§ **WORK TASK**:
Among the records, which lines include "gold"? List them.

§ **Phrase grounding data**:
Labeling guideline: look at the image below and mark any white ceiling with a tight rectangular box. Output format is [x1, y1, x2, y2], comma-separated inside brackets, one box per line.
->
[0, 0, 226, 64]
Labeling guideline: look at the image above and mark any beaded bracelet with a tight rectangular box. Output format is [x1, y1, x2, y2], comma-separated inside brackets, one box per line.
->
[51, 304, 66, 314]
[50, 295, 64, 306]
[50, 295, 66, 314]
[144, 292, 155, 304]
---
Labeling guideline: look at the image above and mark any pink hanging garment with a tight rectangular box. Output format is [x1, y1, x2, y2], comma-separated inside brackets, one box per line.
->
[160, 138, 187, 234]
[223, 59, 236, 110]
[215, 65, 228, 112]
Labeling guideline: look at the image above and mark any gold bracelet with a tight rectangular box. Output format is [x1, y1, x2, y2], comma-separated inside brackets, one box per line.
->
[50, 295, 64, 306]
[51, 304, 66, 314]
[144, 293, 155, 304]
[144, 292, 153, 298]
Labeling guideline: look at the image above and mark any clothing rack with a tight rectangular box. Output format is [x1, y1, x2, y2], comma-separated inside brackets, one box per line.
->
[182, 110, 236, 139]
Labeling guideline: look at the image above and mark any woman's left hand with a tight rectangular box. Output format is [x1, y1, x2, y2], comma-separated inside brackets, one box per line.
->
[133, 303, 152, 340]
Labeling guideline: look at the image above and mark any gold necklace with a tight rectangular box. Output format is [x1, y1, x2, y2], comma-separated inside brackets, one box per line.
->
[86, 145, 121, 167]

§ **COMPLETED EXERCISE**:
Labeling guideline: look at the image above and mark any gold bracelet with a tight rectangular box. Output format is [x1, y1, x2, y2], comma-separated inside brackets, one box per line.
Labeling guideline: look at the image above and mark any gold necklace with a tight rectangular box. Output format is [x1, y1, x2, y2], comma-separated inside brackets, one box per line.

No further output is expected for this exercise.